» PROBLEM DETAILS
Rewrite the rows below, replacing each "Target" with "Object" and keeping everything else unchanged.

» THE RECORDS
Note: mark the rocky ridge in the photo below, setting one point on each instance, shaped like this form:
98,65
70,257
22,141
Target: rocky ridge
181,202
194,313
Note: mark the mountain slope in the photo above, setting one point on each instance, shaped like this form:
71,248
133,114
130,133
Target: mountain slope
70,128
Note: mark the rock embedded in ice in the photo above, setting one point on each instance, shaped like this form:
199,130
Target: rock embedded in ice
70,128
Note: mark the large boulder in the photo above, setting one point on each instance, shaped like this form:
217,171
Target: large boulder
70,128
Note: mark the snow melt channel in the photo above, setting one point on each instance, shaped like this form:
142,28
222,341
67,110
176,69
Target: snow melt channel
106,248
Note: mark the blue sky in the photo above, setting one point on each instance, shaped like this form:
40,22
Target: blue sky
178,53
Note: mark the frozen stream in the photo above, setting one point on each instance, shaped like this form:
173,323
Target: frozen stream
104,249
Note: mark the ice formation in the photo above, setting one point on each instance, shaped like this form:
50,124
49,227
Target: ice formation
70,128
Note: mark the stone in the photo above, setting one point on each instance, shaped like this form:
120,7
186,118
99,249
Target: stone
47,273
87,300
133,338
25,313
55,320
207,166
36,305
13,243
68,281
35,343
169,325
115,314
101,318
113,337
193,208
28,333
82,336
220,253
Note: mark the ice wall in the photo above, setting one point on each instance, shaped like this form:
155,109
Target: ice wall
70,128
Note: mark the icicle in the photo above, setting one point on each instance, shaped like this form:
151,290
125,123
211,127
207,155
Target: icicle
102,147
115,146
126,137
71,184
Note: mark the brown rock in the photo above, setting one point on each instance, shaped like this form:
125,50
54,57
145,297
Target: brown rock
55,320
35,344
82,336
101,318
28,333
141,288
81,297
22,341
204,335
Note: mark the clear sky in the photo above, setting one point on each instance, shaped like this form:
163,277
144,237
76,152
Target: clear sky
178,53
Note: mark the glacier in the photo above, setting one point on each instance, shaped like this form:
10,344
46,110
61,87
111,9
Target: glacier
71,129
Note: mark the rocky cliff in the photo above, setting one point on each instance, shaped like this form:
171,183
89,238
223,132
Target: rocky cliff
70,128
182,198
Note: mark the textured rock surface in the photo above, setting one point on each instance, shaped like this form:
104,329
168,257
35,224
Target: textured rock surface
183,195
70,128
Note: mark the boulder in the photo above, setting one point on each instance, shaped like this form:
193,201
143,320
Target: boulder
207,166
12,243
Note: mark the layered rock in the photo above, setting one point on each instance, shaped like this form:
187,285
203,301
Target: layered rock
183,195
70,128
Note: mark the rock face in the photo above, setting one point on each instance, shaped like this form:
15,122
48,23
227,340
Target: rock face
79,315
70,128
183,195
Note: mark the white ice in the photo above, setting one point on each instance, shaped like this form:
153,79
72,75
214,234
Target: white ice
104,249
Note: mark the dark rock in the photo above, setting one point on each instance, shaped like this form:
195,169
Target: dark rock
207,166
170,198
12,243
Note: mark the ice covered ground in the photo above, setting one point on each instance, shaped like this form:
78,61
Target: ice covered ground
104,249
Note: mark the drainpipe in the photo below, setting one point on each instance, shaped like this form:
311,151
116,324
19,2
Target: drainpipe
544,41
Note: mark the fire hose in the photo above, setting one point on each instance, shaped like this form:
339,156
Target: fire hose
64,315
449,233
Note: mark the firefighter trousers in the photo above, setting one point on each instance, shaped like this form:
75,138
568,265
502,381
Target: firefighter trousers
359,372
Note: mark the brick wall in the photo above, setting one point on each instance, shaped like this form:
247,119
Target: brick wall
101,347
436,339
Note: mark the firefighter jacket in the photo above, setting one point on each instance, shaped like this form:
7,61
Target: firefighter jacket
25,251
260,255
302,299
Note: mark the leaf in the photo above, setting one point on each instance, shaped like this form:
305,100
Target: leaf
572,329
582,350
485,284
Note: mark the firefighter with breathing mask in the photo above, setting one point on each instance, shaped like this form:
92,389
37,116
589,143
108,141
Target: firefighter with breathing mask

» THE OUTPUT
Note: mark the rocky ridge in the photo below, setting one point on each instance, shaped like this form:
98,65
70,257
22,141
Object: rocky ridge
181,202
194,313
Note: mark the mountain slope in the photo above, setting one point on each instance, shaped like this form:
71,248
133,114
130,133
Object: mountain slope
70,128
Note: mark the rock embedded in ice in the photo above, setting one point on each instance, shaped like this form:
199,130
Object: rock embedded in ice
70,128
Note: mark the large boulder in the photo above, setting one point on each instance, shaped like this form:
217,171
Object: large boulder
70,128
Note: mark the snow melt channel in the photo above, setting one point on each instance, shaped like this form:
142,28
222,341
67,110
176,69
Object: snow melt channel
106,248
Note: mark the blue sky in the photo above, setting one point on each instance, shaped like this form:
40,22
Object: blue sky
178,53
Note: mark the frozen stream in the photo above, setting one point on each instance, shaped like this form:
173,323
Object: frozen stream
104,249
Note: mark the ice formation in the photo above, setting one point on each instance, shaped like this form:
50,124
49,227
Object: ice formation
70,128
Note: mark the stone in the photo above, setting one point on each instance, shaped like this form:
120,7
186,118
99,249
Object: stone
47,273
87,300
133,338
25,313
55,320
207,166
36,305
13,243
68,281
35,343
169,325
115,314
101,318
113,337
193,208
28,333
82,336
220,253
Note: mark the ice wall in the photo above, setting one point on each instance, shaped like this form:
155,109
Object: ice wall
70,128
Note: mark the icicle in the photo above, setting one point on each instance, shaped like this form:
151,290
125,123
211,127
207,155
Object: icicle
102,147
115,146
126,137
71,184
Note: mark the brown rock in the photo above, setting one point on each instance, shaped like this form:
125,50
54,57
145,297
Object: brown rock
55,320
35,344
82,336
101,318
28,333
141,288
81,297
22,341
204,335
Note: mark the clear sky in the photo above, setting one point on each instance, shaped like this form:
163,277
144,237
76,152
Object: clear sky
178,53
Note: mark the glacier in the photo above, setting one point on each instance, shaped like this form:
10,344
46,110
61,87
111,9
Object: glacier
71,129
Note: mark the rocky cliff in the photo above, setting one point on each instance, shaped like this form:
171,183
89,238
223,132
Object: rocky cliff
70,128
182,198
Note: mark the textured rock surface in the photo above, setting one point on each instance, shaped like this form:
104,329
168,257
35,224
Object: textured rock surface
183,195
70,128
Note: mark the boulder in the photo above, setting one point on each instance, shaped like this form:
193,201
143,320
Object: boulder
207,166
12,243
Note: mark the layered rock in the photo above, setting one point on each instance, shaped like this form:
187,285
203,301
Object: layered rock
183,195
70,128
Note: mark the rock face in the photo above, setting one point on each instance, shaped like this form:
15,122
48,23
227,340
Object: rock face
79,315
70,128
183,195
Note: mark the white ice in the photo above, setting one point on each instance, shaped like this form:
153,79
72,75
214,234
Object: white ice
104,249
Note: mark the dark rock in the photo above, setting one point on each instance, shaped like this form:
195,169
Object: dark rock
207,166
170,198
12,243
Note: mark the ice covered ground in the photo above, setting one point on each instance, shaped like this form:
78,61
Object: ice covered ground
104,249
Note: mark the drainpipe in the photo below, setting one point on each instance, shaped like this form:
311,151
116,324
19,2
Object: drainpipe
544,41
Note: mark the fire hose in the photo above, setting one point on each instance, shaped like this form:
339,156
Object: fire hose
64,315
449,233
Note: mark the firefighter trousers in the photo above, setting one point on each instance, shaped like this form:
75,138
568,265
502,381
Object: firefighter trousers
359,372
Note: mark the brick wall in the photo above, setting one point on each instance, shaped like this form:
247,119
Object: brick wall
101,347
436,339
Note: mark the firefighter jacket in the photo above, setting one point on each instance, shaped like this form:
7,61
Object: firefighter jacket
25,251
260,255
302,299
Note: mark the leaf in the photo above, setting one point on each instance, shaped like this form:
305,100
Object: leaf
572,329
582,350
485,284
Note: mark the firefighter with breathing mask in the photo above, setting one point on each instance, shaped like this form:
92,389
37,116
589,143
108,141
Object: firefighter with breathing mask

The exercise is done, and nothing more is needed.